- **ACTIVITY**:
Continue the news report on South Carolina's tourism slump during COVID-19, picking up after its last sentence.

QUOTED PASSAGE Block Start

MYRTLE BEACH, SC (WMBF) - Gov. Henry McMaster is fond of saying “the business of South Carolina is business.”
Much of South Carolina’s business is tourism, generating roughly $24 billion for the state annually, according to S.C.‘s director of Parks, Recreation and Tourism, Duane Parrish.
However, South Carolina’s tourism industry has taken a hit this year due to COVID-19. In mid-April hotel occupancy statewide dropped to around 15%, according to Parrish.
Following the lifting of many restrictions starting around mid-May, the state’s tourism industry had started to make a comeback. Recently, that comeback has taken a step back.
At a press briefing held by McMaster at the state house Friday, Parrish said “recent national publicity around cases has hurt our industry’s comeback.”
Parrish is referring to outbreaks of COVID-19 cases in states like Kentucky, West Virginia, Ohio and others where state leaders and health experts have said new cases in those areas are linked to trips taken to Myrtle Beach.
South Carolina saw nine consecutive weeks of hotel occupancy growth, hitting 58% the week before July 4, Parish said.
All that changed the week of July 4, traditionally one of the busiest weekends for tourism along the Grand Strand.

QUOTED PASSAGE Block End
DATASET Block Start

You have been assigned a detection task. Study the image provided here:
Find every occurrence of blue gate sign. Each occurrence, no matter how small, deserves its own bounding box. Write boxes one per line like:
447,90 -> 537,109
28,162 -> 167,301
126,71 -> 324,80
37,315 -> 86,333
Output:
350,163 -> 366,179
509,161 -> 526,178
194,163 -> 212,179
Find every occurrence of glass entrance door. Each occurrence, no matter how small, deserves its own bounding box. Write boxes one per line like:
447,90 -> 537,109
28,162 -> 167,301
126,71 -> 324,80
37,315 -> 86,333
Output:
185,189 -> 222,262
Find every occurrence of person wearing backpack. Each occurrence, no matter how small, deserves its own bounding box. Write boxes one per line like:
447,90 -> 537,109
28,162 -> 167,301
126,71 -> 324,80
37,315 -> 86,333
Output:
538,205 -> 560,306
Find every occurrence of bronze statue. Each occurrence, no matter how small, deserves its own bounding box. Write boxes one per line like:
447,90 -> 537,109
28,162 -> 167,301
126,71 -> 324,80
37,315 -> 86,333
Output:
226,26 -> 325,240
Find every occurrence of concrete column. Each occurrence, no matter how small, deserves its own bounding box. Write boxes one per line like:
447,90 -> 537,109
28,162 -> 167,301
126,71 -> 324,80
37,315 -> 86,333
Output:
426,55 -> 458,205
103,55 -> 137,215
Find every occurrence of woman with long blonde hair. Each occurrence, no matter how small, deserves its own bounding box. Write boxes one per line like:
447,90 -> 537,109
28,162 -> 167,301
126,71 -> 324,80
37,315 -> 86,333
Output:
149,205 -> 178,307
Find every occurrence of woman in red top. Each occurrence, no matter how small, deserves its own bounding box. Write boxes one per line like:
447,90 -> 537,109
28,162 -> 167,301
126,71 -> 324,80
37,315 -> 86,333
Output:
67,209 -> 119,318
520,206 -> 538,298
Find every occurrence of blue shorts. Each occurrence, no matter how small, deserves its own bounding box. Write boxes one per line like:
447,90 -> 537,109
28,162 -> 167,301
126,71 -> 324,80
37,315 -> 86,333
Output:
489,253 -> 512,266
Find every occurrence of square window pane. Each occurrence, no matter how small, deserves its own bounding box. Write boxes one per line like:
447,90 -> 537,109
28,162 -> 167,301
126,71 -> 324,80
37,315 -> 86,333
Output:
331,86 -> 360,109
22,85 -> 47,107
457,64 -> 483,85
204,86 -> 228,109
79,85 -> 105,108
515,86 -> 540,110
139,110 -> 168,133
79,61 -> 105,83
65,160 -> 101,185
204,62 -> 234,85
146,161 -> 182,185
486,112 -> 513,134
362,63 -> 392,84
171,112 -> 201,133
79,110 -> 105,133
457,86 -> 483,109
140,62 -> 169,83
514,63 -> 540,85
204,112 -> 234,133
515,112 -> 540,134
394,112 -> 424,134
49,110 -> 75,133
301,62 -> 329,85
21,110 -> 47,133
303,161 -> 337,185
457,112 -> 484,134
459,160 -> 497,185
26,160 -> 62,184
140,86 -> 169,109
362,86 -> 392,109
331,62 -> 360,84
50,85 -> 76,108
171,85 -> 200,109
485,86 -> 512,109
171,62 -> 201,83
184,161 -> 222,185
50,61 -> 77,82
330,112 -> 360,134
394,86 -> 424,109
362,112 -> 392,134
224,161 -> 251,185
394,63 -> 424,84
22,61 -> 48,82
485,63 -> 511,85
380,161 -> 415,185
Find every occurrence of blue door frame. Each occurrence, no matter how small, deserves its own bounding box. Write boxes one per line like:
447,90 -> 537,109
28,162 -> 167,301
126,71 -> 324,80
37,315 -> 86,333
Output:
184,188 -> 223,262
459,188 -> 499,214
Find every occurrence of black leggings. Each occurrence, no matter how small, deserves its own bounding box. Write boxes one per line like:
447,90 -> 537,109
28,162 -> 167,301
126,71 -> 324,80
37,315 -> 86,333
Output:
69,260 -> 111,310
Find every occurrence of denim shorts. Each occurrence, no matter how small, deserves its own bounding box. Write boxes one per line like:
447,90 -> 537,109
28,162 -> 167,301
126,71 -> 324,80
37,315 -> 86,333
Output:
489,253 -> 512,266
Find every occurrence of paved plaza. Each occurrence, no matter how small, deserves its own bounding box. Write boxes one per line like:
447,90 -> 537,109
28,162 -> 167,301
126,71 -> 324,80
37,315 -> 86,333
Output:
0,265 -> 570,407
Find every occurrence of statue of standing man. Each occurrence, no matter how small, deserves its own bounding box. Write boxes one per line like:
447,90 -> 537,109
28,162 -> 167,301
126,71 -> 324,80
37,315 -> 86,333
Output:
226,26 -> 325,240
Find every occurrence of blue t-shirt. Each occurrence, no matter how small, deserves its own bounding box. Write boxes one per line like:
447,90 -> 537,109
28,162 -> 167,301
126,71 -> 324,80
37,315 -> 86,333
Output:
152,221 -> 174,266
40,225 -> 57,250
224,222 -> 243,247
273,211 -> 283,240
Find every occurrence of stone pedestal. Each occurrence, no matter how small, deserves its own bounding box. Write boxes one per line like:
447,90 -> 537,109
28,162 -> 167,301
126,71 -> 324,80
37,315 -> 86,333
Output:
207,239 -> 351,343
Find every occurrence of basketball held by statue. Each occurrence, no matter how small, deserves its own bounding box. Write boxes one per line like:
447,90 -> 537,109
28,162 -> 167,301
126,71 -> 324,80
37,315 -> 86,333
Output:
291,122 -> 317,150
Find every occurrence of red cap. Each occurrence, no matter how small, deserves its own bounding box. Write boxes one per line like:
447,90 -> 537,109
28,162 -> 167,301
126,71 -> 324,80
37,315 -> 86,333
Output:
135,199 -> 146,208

DATASET Block End

- **RESPONSE TO THIS TASK**:
According to Parrish, statewide hotel occupancy numbers dropped 6% from the previous week to 52% for the week ending July 4.
“Clearly the national publicity surrounding the number of cases has had an impact on tourism, not just for South Carolina but for other states too,” Parrish said.
Across the Grand Strand, where tourism is the lifeblood of the economy, data from a weekly tourism economic study by Coastal Carolina University echoes that impact.
Horry County and municipalities like Myrtle Beach began allowing hotels to accept guests starting May 15.
From that point on, week-to-week occupancy numbers trended upwards until the end of June, reaching a peak of 78.5% for the week ending June 27, CCU’s data shows.
A report by CCU’s Clay Brittain Jr. Center for Resort Tourism, out Thursday, shows those number slid nearly 15 points last week to 64%.
That’s a 29.2% drop when compared to the same week in 2019, pre-pandemic.
As COVID-19 cases continue to rise across S.C., tourism officials will no doubt continue to keep an eye on occupancy numbers for the rest of the summer.
“I implore everyone residents and visitors alike, be smart, wear a mask, keep your distance, wash your hands, be smart when you go out, but be smart enjoy all that South Carolina has to offer, but do it wisely,” Parrish said.